Please select every line in the rows that contains the word "white", and copy each one in full.

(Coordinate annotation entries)
---------------
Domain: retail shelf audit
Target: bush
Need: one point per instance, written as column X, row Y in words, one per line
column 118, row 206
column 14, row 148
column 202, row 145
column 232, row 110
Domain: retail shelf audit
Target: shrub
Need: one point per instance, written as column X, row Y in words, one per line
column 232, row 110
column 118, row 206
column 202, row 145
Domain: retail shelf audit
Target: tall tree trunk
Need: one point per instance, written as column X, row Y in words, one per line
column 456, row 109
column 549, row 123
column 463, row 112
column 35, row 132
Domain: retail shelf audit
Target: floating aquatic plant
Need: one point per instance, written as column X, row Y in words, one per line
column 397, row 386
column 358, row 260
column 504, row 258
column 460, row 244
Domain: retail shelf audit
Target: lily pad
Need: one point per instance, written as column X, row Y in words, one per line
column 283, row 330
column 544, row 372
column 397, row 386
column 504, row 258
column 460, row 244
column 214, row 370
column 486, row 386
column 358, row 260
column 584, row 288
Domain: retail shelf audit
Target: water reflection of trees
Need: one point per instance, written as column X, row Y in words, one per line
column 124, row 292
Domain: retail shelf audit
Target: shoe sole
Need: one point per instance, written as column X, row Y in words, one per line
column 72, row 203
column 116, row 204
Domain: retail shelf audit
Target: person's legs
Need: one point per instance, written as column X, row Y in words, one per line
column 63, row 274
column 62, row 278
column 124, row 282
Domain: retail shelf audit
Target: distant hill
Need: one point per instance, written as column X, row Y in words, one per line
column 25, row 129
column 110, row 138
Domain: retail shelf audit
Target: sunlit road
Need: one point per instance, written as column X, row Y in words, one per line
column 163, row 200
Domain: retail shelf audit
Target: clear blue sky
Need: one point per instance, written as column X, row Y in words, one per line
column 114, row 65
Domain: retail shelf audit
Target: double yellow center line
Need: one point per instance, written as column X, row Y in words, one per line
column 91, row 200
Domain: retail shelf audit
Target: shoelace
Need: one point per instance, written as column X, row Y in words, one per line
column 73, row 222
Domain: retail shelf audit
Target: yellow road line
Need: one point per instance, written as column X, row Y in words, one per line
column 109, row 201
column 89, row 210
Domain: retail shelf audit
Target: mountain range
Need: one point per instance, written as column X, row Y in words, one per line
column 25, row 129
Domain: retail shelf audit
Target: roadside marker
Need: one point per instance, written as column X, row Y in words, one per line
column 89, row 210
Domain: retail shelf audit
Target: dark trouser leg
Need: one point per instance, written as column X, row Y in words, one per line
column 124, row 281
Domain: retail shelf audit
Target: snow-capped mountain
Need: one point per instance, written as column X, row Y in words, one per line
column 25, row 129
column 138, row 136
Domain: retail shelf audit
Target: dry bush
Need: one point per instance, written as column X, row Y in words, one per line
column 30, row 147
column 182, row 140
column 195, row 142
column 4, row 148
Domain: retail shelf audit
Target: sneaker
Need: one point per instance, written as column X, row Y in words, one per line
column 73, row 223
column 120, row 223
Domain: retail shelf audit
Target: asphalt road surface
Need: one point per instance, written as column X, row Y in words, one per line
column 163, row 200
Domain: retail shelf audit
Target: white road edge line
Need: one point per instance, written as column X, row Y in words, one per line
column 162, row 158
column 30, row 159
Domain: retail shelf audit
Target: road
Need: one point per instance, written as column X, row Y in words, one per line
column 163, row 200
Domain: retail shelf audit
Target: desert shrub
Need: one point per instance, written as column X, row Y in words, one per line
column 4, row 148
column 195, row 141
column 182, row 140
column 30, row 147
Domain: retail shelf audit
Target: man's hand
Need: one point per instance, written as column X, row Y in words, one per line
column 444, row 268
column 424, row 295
---------------
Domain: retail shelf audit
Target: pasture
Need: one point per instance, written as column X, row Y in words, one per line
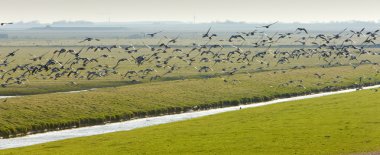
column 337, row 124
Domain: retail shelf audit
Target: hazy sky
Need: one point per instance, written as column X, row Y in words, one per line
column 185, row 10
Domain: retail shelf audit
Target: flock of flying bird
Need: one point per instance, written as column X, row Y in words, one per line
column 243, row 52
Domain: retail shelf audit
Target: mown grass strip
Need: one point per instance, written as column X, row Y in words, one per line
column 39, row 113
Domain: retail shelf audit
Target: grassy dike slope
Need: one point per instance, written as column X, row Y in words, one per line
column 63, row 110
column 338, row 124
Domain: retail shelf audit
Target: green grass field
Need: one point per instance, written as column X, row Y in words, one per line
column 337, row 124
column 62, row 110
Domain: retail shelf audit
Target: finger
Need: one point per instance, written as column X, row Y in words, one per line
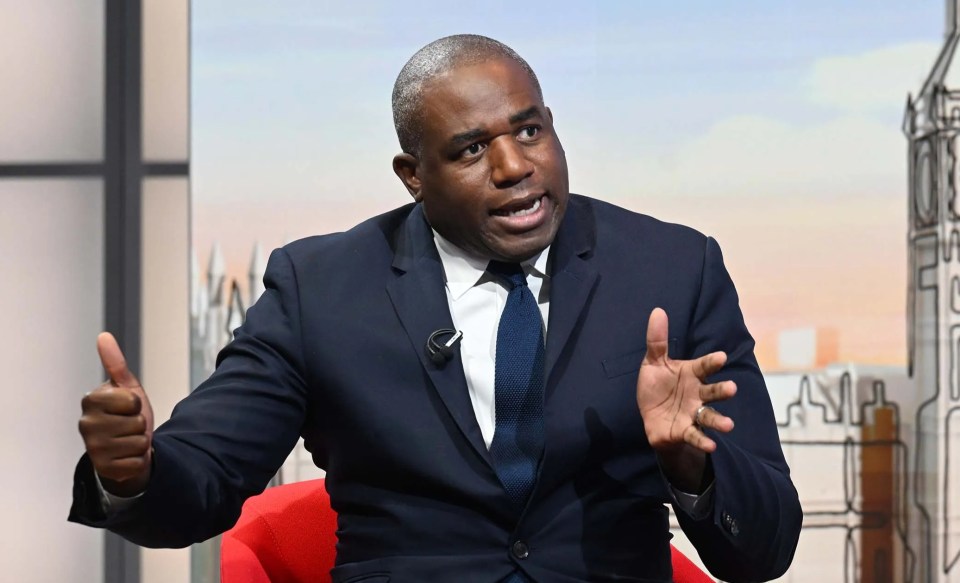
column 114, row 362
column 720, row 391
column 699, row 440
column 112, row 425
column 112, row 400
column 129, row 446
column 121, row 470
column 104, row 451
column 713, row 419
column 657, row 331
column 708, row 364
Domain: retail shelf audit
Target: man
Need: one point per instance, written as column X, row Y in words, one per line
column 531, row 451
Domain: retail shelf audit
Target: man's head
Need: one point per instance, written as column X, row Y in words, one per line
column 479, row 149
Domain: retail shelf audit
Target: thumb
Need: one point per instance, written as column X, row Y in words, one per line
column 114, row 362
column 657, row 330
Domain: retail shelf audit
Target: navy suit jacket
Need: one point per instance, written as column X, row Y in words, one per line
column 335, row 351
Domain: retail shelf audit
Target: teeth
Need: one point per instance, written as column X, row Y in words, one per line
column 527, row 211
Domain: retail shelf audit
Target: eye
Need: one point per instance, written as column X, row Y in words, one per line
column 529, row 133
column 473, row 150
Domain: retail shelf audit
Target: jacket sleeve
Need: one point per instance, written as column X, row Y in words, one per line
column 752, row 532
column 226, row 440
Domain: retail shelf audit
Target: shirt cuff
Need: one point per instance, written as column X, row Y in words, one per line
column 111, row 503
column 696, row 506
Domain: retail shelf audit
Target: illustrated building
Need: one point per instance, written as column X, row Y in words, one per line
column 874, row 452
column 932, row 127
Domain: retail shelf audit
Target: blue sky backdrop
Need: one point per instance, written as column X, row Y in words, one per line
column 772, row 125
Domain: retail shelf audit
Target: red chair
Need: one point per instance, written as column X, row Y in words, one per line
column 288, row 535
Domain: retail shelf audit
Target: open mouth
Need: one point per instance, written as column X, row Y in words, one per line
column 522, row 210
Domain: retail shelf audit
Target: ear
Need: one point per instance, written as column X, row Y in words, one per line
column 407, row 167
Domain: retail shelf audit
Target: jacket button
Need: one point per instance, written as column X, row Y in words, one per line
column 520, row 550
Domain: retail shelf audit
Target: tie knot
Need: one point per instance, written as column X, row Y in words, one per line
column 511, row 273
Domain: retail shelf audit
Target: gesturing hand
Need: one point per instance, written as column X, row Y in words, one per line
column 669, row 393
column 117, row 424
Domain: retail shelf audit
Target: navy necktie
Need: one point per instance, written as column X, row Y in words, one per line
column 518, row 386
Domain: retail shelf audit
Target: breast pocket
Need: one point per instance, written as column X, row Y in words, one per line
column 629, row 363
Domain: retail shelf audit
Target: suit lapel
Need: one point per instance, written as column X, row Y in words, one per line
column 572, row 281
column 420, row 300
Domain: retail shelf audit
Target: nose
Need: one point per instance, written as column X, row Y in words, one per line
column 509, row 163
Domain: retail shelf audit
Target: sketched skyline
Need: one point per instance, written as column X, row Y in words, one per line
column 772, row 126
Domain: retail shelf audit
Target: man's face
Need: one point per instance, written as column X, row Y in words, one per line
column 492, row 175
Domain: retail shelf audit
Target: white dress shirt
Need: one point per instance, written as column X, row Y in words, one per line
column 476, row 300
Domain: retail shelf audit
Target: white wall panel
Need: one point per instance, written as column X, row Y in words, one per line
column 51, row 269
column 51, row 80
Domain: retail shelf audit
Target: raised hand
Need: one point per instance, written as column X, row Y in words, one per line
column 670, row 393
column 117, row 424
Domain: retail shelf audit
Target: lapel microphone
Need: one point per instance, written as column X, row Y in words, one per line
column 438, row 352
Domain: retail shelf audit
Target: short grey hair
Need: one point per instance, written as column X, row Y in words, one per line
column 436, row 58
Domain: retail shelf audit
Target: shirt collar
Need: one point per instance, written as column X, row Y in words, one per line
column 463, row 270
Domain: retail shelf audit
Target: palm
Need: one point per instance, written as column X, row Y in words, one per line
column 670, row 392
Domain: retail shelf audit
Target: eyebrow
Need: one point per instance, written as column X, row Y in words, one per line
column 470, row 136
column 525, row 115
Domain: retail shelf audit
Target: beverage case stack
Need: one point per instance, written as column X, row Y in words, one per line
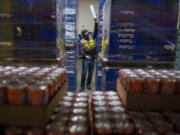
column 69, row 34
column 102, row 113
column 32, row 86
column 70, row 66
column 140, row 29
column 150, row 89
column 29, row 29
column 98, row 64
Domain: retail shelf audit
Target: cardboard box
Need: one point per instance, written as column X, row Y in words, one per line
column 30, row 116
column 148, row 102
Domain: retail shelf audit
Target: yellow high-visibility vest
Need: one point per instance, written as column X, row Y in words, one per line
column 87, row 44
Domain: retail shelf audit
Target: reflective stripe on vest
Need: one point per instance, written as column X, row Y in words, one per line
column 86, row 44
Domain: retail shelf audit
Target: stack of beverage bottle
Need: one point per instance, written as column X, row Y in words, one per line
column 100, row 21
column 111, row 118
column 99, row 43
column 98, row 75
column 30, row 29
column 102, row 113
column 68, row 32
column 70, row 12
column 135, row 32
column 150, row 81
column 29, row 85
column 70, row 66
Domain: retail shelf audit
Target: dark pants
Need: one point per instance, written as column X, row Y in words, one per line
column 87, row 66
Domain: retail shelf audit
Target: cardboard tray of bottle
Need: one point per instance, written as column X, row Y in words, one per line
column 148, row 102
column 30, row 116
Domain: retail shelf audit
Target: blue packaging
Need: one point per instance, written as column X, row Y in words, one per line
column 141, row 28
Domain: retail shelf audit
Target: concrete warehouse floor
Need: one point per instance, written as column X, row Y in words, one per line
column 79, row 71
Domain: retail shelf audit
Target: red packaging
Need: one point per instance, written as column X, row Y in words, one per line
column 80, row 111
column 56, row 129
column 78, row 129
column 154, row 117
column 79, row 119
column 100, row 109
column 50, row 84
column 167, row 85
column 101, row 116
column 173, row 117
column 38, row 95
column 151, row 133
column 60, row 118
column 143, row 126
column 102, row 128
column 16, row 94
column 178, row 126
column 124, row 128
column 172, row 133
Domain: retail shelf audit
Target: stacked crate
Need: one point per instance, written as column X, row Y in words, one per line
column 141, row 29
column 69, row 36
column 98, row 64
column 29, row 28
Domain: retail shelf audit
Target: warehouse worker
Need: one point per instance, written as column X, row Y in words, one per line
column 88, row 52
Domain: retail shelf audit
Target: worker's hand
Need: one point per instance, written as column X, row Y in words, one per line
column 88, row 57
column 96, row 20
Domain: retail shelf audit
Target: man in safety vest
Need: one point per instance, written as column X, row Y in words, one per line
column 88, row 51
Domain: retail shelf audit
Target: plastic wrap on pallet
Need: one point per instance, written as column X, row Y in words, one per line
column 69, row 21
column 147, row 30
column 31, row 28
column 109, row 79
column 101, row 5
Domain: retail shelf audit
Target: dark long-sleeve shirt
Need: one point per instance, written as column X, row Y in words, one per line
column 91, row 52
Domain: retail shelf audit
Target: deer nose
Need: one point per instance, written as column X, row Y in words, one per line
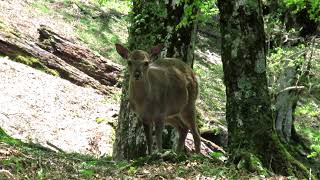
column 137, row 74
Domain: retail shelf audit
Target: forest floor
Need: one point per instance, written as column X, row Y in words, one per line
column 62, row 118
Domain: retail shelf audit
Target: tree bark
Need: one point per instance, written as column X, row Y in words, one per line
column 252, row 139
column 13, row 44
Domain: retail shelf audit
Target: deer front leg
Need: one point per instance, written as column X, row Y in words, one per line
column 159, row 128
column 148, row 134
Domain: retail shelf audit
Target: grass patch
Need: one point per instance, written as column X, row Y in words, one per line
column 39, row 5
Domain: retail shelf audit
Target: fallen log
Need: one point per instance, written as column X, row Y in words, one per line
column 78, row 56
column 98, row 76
---------------
__ANSWER BELOW__
Target: white road edge line
Target: white dress shirt
Target: white wall panel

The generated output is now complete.